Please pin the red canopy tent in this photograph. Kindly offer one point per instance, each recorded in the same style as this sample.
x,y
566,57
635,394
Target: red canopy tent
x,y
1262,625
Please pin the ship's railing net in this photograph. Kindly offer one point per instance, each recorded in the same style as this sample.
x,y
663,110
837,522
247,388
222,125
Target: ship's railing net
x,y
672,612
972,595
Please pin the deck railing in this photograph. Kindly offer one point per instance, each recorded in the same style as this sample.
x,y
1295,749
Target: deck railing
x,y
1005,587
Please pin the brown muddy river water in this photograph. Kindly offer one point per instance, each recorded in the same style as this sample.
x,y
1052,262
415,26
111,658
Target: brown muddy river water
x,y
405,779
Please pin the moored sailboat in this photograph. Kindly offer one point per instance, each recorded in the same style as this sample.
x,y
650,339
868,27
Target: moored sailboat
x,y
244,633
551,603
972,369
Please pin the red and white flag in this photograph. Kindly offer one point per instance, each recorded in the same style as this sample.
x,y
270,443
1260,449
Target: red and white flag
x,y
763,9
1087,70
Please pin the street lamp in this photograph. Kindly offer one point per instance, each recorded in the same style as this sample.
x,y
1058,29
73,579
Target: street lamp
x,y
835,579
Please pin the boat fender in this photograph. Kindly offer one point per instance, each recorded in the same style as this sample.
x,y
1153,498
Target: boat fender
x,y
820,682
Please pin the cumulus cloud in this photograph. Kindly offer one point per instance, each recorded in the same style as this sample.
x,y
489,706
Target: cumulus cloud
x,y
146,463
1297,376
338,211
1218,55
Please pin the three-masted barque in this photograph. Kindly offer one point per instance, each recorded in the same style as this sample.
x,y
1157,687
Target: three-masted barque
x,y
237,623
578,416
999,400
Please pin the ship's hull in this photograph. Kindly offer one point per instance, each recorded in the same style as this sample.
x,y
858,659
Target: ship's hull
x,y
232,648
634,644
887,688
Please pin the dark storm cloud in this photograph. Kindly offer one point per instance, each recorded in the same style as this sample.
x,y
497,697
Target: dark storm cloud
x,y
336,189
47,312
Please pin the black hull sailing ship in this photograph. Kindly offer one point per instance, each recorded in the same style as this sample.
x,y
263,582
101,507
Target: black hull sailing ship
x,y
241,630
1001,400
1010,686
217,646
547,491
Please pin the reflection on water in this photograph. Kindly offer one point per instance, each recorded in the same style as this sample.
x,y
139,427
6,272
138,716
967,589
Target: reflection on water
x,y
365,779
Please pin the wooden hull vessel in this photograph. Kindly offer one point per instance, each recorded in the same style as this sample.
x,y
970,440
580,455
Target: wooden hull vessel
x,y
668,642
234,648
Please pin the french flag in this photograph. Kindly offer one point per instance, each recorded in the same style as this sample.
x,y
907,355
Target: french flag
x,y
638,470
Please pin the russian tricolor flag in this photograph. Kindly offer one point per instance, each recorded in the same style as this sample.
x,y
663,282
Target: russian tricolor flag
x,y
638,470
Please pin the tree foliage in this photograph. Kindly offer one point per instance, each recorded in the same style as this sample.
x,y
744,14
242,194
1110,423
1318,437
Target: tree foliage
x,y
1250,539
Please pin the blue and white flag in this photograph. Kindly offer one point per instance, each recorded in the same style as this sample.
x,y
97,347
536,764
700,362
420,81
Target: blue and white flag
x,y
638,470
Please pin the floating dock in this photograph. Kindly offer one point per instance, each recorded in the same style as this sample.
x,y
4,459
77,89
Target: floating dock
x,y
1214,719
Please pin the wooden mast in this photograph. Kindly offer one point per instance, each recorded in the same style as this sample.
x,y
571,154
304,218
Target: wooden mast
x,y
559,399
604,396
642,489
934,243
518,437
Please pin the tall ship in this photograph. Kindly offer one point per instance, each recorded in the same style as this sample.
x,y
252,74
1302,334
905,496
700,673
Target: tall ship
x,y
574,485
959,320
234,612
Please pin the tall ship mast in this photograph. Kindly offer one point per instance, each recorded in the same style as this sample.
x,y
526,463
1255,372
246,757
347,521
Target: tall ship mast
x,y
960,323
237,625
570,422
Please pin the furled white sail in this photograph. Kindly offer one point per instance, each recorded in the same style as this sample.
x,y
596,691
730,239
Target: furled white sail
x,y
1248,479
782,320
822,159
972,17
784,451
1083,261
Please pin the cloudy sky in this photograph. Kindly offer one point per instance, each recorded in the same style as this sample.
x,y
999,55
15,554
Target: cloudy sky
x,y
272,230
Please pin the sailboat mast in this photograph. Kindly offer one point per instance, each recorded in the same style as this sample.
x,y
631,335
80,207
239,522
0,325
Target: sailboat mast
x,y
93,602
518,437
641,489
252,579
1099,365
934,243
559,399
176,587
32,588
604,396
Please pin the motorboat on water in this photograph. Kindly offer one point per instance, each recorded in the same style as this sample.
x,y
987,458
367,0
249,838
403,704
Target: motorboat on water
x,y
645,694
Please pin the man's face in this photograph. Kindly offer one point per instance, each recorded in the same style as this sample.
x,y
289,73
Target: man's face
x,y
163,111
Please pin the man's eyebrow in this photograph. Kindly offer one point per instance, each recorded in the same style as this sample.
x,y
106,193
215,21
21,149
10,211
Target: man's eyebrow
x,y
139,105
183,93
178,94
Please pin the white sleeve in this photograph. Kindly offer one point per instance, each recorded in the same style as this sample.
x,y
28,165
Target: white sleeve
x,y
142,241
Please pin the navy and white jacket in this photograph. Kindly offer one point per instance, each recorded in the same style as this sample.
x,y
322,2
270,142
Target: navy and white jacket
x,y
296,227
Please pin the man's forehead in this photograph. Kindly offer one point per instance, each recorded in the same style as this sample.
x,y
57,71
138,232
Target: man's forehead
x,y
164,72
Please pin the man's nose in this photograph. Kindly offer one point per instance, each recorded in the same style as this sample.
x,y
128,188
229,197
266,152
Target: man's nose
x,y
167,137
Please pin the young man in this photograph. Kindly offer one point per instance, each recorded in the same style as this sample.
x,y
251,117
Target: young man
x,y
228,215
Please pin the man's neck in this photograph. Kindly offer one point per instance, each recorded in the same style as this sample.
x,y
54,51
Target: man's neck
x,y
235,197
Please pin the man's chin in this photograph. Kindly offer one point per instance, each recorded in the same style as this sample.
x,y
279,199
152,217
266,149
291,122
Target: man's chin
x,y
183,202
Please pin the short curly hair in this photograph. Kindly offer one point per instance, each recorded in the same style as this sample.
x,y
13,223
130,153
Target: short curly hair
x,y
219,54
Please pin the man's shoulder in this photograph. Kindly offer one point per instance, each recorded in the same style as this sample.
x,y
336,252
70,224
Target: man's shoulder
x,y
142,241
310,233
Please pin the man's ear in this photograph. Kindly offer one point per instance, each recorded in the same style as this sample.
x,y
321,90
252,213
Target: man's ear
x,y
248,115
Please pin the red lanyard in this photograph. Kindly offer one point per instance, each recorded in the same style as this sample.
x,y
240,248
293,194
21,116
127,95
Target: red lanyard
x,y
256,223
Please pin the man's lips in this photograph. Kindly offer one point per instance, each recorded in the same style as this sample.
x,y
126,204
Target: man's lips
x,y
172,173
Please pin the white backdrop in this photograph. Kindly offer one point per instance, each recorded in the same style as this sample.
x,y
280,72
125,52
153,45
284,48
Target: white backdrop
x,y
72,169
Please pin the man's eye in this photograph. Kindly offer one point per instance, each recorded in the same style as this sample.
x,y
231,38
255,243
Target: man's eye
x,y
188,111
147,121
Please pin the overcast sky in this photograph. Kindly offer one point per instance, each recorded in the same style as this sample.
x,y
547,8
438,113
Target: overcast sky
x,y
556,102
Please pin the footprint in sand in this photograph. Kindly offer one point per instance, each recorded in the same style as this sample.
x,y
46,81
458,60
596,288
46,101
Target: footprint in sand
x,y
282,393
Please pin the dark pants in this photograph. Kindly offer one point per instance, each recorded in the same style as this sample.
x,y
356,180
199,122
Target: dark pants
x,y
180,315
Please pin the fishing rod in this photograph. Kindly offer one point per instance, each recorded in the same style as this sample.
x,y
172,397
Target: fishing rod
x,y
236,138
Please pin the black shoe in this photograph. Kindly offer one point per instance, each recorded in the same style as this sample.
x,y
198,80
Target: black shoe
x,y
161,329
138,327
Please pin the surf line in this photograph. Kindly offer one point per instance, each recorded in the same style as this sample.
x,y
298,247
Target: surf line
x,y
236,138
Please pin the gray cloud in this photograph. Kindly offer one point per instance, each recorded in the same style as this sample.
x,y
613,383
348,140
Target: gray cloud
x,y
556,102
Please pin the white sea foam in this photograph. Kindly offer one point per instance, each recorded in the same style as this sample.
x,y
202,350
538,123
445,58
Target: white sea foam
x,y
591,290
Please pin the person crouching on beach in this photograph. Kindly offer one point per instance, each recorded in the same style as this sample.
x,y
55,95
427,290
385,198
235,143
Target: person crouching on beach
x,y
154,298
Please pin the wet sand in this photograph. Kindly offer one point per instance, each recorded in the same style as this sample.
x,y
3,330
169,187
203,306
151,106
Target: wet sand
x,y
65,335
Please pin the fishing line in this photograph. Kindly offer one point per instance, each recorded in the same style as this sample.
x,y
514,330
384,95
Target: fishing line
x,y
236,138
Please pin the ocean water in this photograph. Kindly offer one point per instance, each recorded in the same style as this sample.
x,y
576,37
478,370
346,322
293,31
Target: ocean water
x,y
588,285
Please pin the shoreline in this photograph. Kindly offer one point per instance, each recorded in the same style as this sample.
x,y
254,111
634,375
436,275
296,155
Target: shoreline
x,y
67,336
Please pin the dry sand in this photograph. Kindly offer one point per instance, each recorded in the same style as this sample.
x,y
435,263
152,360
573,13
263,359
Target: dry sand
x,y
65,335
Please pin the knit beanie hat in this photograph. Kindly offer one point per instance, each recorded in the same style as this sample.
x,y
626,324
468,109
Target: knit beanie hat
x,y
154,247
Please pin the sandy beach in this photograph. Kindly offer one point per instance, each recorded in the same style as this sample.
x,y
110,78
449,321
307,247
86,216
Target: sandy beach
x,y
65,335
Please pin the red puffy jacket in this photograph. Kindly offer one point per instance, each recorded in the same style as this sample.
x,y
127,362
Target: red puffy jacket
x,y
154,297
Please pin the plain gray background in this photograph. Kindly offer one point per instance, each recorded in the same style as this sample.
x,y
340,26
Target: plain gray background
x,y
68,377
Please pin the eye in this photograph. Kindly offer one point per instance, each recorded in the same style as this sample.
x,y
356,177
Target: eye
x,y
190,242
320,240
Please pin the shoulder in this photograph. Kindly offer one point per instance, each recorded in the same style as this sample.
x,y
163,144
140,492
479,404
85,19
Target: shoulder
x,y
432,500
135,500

━━━━━━━━━━━━━━━━

What is wanted is an exact repeat of the lines from the one with "Target: eye" through the last line of the listing above, and no other text.

Target: eye
x,y
190,242
320,240
Please pin the shoulder in this photograph. Kindly offer one point per instance, each recorded in the same style as this sample.
x,y
163,144
140,492
479,404
85,19
Target: shoulder
x,y
432,500
135,500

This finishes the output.